## start DATA ENTRIES
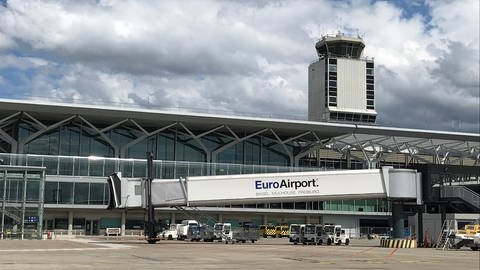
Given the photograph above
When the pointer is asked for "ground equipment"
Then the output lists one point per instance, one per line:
(281, 231)
(294, 233)
(245, 232)
(307, 234)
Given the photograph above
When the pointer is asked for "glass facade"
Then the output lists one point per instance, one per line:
(76, 148)
(95, 191)
(21, 202)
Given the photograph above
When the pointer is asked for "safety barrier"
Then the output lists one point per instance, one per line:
(398, 243)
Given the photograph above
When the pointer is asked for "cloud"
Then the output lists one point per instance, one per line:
(243, 57)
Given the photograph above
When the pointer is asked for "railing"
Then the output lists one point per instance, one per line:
(461, 192)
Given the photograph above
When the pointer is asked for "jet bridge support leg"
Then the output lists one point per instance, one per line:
(420, 225)
(397, 219)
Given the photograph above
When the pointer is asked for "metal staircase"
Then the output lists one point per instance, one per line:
(10, 212)
(463, 193)
(444, 241)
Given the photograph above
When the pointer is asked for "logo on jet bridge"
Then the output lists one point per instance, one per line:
(260, 184)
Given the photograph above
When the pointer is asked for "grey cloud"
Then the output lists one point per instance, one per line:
(459, 68)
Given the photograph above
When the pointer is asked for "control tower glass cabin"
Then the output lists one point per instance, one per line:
(341, 83)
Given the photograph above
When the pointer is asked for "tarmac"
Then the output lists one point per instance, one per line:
(122, 253)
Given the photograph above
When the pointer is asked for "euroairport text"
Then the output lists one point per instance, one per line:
(285, 187)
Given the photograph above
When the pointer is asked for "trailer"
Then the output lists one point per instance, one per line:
(193, 233)
(294, 234)
(307, 234)
(207, 233)
(217, 231)
(246, 232)
(182, 232)
(171, 233)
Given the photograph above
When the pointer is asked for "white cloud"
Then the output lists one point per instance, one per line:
(242, 56)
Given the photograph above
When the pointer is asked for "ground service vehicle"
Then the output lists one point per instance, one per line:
(340, 236)
(320, 236)
(246, 232)
(294, 233)
(267, 230)
(171, 233)
(468, 237)
(307, 234)
(281, 231)
(329, 230)
(217, 231)
(193, 233)
(207, 233)
(182, 232)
## end DATA ENTRIES
* [PROBLEM TO SOLVE]: Copy each line of the listing above that contains the string "ground". Matching is case-sensitive.

* [REPLY TO THE TASK]:
When the pointer is asked for "ground equipment"
When the pointer is asked for "ground service vehicle"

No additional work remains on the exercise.